Short exercise: Rewrite the entries below as a two-column Markdown table with the headers Line and Text. Number each row under Line, put that line's wording under Text, and leave out any blank lines.

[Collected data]

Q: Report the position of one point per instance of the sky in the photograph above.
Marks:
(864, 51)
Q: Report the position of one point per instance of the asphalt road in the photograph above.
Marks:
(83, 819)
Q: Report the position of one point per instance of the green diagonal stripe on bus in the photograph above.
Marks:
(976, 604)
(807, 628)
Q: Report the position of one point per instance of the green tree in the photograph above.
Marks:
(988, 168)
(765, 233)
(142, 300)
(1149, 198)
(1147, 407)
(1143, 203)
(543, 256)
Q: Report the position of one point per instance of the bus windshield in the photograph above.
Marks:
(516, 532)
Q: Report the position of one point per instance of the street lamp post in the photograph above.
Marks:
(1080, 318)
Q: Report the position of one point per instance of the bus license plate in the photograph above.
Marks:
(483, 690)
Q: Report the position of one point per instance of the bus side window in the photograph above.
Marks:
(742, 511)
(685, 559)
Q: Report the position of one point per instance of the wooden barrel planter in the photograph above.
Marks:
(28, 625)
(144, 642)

Response to the task:
| Line | Text |
|---|---|
| 1 | Q: Report the position of one point per instance of the sky in the photograph above. |
| 2 | Marks: |
| 3 | (864, 51) |
| 4 | Q: Report the position of one point per instance of the asphalt road in the photograph above. |
| 5 | Marks: |
| 6 | (83, 819) |
| 7 | Q: Report the position of one point per instance of the green diagonal stripe on bus in the photograph above. |
| 8 | Marks: |
| 9 | (976, 604) |
| 10 | (807, 628) |
| 11 | Q: Report the position of one point per instance of the green tree in the photograph above. |
| 12 | Marks: |
| 13 | (988, 168) |
| 14 | (765, 233) |
| 15 | (142, 300) |
| 16 | (1149, 198) |
| 17 | (1147, 407) |
| 18 | (1143, 203) |
| 19 | (543, 256) |
| 20 | Q: Report the position of one point per instance of the bus windshield in the photograph above. |
| 21 | Marks: |
| 22 | (516, 532) |
| 23 | Q: Report the position of one point per instance of the street lamp post in the photograph above. |
| 24 | Marks: |
| 25 | (1080, 318) |
| 26 | Q: Report the position of one point per instance of the bus license plate in the photograph above. |
| 27 | Marks: |
| 28 | (483, 690) |
| 29 | Q: Report the position of one point per instance of the bus side window in the photograph above. |
| 30 | Marks: |
| 31 | (742, 511) |
| 32 | (685, 559) |
| 33 | Q: Report the position of one point per instance of the wooden barrel planter in the photograph above. |
| 34 | Marks: |
| 35 | (28, 625) |
| 36 | (144, 642) |